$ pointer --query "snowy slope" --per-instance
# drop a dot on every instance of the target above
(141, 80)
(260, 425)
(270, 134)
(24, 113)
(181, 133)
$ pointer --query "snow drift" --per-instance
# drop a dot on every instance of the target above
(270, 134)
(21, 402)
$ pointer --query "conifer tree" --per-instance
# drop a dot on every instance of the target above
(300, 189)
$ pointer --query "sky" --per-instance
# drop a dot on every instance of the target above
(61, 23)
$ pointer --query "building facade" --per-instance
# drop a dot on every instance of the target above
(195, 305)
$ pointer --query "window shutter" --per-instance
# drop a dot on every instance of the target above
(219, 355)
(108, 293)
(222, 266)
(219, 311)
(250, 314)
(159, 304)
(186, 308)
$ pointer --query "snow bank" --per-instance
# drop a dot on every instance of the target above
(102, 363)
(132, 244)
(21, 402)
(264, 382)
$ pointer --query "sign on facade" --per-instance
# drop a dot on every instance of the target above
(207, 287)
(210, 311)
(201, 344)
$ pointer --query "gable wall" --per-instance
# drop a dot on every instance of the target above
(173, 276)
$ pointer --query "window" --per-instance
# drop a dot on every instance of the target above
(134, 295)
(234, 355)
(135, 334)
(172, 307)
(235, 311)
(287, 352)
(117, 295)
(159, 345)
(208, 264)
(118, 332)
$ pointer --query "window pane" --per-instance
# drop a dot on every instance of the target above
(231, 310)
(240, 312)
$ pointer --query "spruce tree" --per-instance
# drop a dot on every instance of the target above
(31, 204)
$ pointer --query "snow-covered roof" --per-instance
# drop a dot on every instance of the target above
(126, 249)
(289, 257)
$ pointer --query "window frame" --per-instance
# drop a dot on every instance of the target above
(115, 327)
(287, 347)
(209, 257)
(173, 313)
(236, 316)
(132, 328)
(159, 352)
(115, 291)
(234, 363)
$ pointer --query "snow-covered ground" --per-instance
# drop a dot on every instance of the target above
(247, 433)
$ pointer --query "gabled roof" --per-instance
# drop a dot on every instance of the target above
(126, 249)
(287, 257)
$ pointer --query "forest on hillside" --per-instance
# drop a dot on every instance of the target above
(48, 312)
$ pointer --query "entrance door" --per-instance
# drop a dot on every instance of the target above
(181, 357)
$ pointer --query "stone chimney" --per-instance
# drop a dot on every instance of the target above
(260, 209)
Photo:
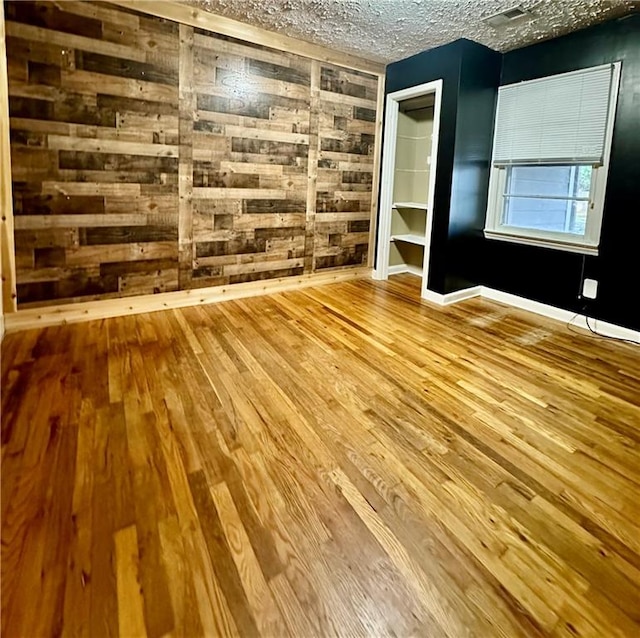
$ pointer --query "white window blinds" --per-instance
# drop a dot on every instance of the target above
(560, 119)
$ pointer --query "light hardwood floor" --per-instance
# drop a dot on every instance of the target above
(346, 460)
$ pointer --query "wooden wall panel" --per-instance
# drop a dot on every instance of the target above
(345, 167)
(149, 156)
(250, 161)
(94, 133)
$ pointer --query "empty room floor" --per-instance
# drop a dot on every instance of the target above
(338, 461)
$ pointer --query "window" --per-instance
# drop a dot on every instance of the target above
(550, 159)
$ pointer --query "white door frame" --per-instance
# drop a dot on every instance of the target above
(388, 163)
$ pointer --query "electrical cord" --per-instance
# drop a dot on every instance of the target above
(594, 331)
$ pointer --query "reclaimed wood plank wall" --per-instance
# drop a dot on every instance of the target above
(152, 156)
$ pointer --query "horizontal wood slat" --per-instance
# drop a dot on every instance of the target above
(136, 139)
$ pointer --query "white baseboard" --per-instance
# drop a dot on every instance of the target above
(551, 312)
(405, 268)
(452, 297)
(603, 327)
(103, 309)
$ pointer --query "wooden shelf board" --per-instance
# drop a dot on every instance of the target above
(417, 205)
(419, 240)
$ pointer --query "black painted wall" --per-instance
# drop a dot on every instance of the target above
(552, 276)
(470, 74)
(460, 256)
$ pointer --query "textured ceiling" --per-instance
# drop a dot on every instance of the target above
(389, 30)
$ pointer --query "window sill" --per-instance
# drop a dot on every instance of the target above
(543, 243)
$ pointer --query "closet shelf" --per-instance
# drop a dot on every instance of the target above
(417, 205)
(419, 240)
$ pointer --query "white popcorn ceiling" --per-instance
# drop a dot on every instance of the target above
(390, 30)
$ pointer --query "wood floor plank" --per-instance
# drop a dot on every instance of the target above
(338, 461)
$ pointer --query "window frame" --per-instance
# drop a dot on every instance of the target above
(571, 242)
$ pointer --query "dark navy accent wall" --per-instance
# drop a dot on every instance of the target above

───

* _DIRECTIONS_
Show each line of the records that contains the word "wall".

* _ANSWER BELOW_
$ pointer --query "gable wall" --per-instance
$ pointer --query "wooden wall panel" --per-instance
$ pointer --query "reclaimed wood plank wall" --per-instance
$ pointer --query "black painted wall" --per-instance
$ pointer --query "dark navy accent wall" --per-instance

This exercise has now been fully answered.